Required task
Reproduce every entry exactly, without alteration.

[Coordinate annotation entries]
★ ★ ★
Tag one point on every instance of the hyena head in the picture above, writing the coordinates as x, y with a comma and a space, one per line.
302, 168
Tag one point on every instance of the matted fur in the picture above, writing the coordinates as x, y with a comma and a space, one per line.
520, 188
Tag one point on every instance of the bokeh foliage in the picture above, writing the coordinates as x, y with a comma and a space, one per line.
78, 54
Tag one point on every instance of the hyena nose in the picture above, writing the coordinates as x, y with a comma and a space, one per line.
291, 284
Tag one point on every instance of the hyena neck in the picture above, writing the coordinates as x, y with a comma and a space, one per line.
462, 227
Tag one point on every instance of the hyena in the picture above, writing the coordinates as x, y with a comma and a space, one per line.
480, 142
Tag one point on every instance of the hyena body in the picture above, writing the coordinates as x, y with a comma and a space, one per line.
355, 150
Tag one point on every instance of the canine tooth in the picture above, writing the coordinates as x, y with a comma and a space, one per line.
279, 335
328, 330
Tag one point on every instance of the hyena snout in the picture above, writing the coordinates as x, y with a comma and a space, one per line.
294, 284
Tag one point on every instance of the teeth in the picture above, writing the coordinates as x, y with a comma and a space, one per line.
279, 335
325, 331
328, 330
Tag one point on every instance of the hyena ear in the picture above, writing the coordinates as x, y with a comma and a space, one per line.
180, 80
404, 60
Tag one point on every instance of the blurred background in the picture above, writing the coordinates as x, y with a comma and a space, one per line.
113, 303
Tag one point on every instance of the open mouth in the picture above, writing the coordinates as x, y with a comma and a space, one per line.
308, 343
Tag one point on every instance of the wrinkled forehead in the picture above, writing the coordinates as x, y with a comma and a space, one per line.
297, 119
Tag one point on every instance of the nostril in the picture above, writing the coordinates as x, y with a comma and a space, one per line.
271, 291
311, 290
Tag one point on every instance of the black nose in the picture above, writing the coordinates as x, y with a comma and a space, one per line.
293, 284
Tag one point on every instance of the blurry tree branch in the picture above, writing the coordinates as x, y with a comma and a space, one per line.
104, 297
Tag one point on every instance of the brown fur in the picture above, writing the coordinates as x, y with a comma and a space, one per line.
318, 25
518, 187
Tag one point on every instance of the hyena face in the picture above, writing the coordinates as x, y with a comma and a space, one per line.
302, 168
★ ★ ★
Response to the exercise
Tag one point on every instance of the hyena head in the picture above, writing the coordinates as x, y with a comma and a space, one per line.
302, 168
Tag one point on every instance of the matted fur in the picture above, writing the coordinates as x, y with a comma and a space, one per line.
520, 188
Tag one point on every instance of the bokeh foliage in the picture above, writing the coordinates as x, y with a comma and a space, one per line.
78, 54
Tag one point on every instance of the hyena nose in the picture above, writing the coordinates as x, y with a comma and a space, one per line.
291, 284
Tag one point on every instance of the hyena neck in the picture above, writing the coordinates as x, y with a comma and a space, one per line.
462, 227
Tag one point on every instance of the hyena in the picture above, writing the coordinates as x, y with a comma and a space, one per line.
480, 142
Tag one point on every instance of the hyena body in the picture above, writing the coordinates as x, y with a comma and a space, one per line.
355, 150
Tag one point on every instance of the canine tooth in the picture above, writing the coordinates as x, y with a comma and a space, one per line.
279, 335
328, 330
Tag one point on every instance of the hyena snout in the picture above, writing the coordinates as x, y with a comma and a space, one per line.
294, 284
Tag one point on every instance of the teeth in the picture above, writing the coordinates as x, y with a comma and a space, one per line.
279, 335
325, 331
328, 330
Tag one point on every instance of the hyena ear in the picture above, writing the coordinates as x, y with a comma and a space, one per line.
180, 80
404, 60
Tag one point on every instance of the blurred background in the picture above, writing the coordinates as x, y with a comma and a space, one per line.
113, 303
Tag one point on every instance of the open mouth in the picture above, writing the coordinates as x, y with a comma and a space, one per line.
308, 343
Tag one point on every instance of the wrinkled forehead in the picture above, writing the coordinates as x, y with a comma and a space, one per line.
297, 119
Tag one point on every instance of the nostril in the picture above, writing the coordinates as x, y with a comma and a space, one per line.
271, 291
311, 290
Tag one point on every instance of the black nose in the picture above, writing the coordinates as x, y with a comma and a space, one per line.
293, 284
Tag one point on every instance of the blurry tree branch in the picture above, writing the coordinates as x, y with a comma and a space, one per line.
104, 297
Tag one point on every instance of the brown fur in the picture above, writing the coordinates as x, y with a comma and a space, one per line.
318, 25
518, 187
Tag one point on every instance of the hyena face in the picture above, writing the coordinates as x, y with a comma and a space, one per line.
302, 168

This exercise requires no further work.